*** Opening of Page excerpt ***

Deleting a book from the Kindle library doesn’t erase it, either.  The book is simply stored back at Amazon.com for easy retrieval. Unlike storing a finished book in the dark reaches of my bedroom bookcase, I can actually find that biography of Thomas Jefferson when I absolutely must read it again.

Selection and Variety—The Amazon.com Kindle store contains more than 130,000 books, and it’s not just the best sellers and new releases.  A couple of weeks ago, for example, I needed a particular book on Jewish prayer. I was out of town and needed the book for a lecture.  I accessed the Kindle store on the device, and crossed my fingers (or to be more to the point, said a little prayer).  And there it was. The Kindle store has a very comprehensive selection of all genres.

Portability—For me, this is the reason for forking out $350 or more for any electronic reading device.  I can carry a whole library of books with me wherever I go.  And I do. I typically read one novel and two or three non-fiction books at a time.  In hardcover.  That’s a lot of books to carry around on a daily basis (or especially when traveling).

I also like to read at lunch, and to me there is no bigger reading buzz kill than trying to manage silverware and 750-page novel at the same time (especially when the novel is towards the beginning.)  Keeping those pages weighted down with salt-shakers, ice-water tumblers, and other at-hand implements is neither easy nor relaxing.  With the Kindle, I simply turn it on and prop it up.  Pages are turned by pressing very large buttons located both on the left and right of the Kindle.  Making it a wonderful lunchtime companion.  It’s also great to read in bed, for much the same reason.  No more unwieldy and hefty tomes to balance while I’m propped up bed. (So sue me, I like really long novels!)

Adjustable Type Size—This is a great feature for the middle-aged and elderly amongst us.  You can bump up the font size incrementally—all the way up to “I-really-ought-to-get-reading-glasses” size.

Keeps your place—Ever fall asleep and lose your place in a book?  Forget to bookmark or dog-ear a page?  The Kindle always saves your place.  If you want to mark a page for reference, there’s a cute little dog ear graphic in the top corner of each page.  Place an electronic bookmark and the little “corner” turns down just like a real dog-eared page.

Battery Life—Like most electronic readers using “e-Ink,” the Kindle’s real-time battery life is about two weeks or more.  If, that is, you use the wireless feature only when needed.  Flip it on to download your books or browse in the store and turn off when you’re done.  The device itself uses very, very little energy.

*** Close of Page excerpt ***
*** Opening of Data for review ***

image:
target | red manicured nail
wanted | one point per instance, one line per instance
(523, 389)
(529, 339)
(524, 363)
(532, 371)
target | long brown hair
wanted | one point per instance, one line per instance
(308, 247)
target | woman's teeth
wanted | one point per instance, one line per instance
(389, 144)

*** Close of Data for review ***
*** Opening of Data for review ***

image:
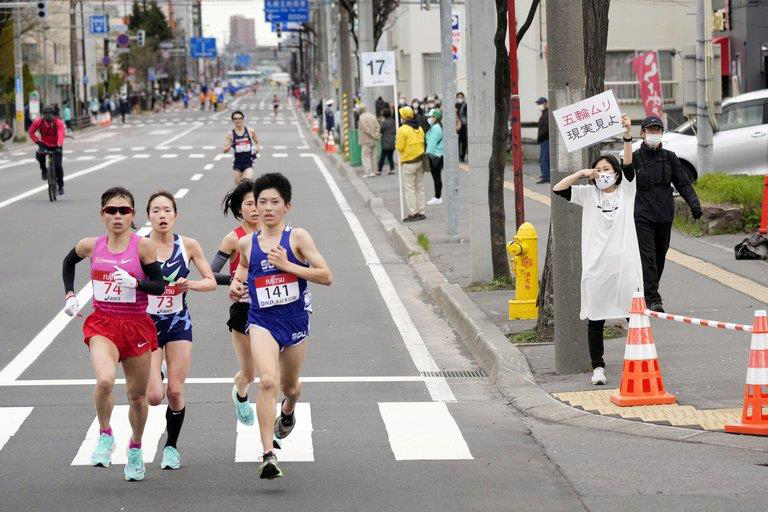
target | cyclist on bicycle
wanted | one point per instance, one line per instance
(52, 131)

*** Close of Data for review ***
*** Opening of Data for review ***

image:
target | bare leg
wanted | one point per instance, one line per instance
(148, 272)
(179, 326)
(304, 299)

*** Close of Data for review ***

(Questions to answer)
- a) In the Kindle review, list every feature heading, meaning the words that come before a dash at the start of a paragraph.
- b) Answer these questions using the Kindle review:
(i) How many books does the Amazon.com Kindle store contain?
(ii) Where are the page-turning buttons located on the Kindle?
(iii) What is the Kindle's real-time battery life?
- c) Continue the Kindle review from its last sentence.
Nothing in the entries is needed for this work.

(Answers for this exercise)
- a)
Selection and Variety
Portability
Adjustable Type Size
Keeps your place
Battery Life

- b)
(i) More than 130,000 books.
(ii) On both the left and the right of the Kindle.
(iii) About two weeks or more, if the wireless feature is used only when needed.

- c)
Needs improvement:

The Back Cover—Maybe it’s just my personal device, but the back of my Kindle keeps coming loose.  It’s a nuisance, and it should snap in place more securely than it does.  Without the included book-cover (which is great), I believe I may have lost the back of the device long ago.

Buttons—Don’t get me wrong; I love the big, accessible page-turning bars.  But accessible location also makes them too easy to flip accidentally.

Color—The Kindle would be extra cool if it had color ability.  Maybe in its next life; I understand that Kindle 2.0 may not be too far off in the future!

Page Numbers—I like to know what page I’m on.  I just do.  The Kindle tracks your reading progress by paragraph rather than by page.  I do understand why, especially if you’ve bumped up the type size, you can flip page after page without seeming to have made progress.  Although I’ve grown accustomed to this “new” way of judging my progress in the book, I really miss those page numbers.

Blurb—Sometimes, especially after I’ve put down a book for awhile, I forget why I started reading it in the first place, and the back cover (or the blurb) synopsis helps remind me of what the book’s about.  It’s something lacking on the Kindle, and something I greatly miss.  It’s a little thing, but (for me) it’s the one thing that would really make Kindle books “real” for me.  Silly, huh?

Bottom line:  It’s still a totally worthwhile electronic gizmo.  I rank it in importance after my laptop and my Blackberry (and actually ahead of my iPod – though just slightly).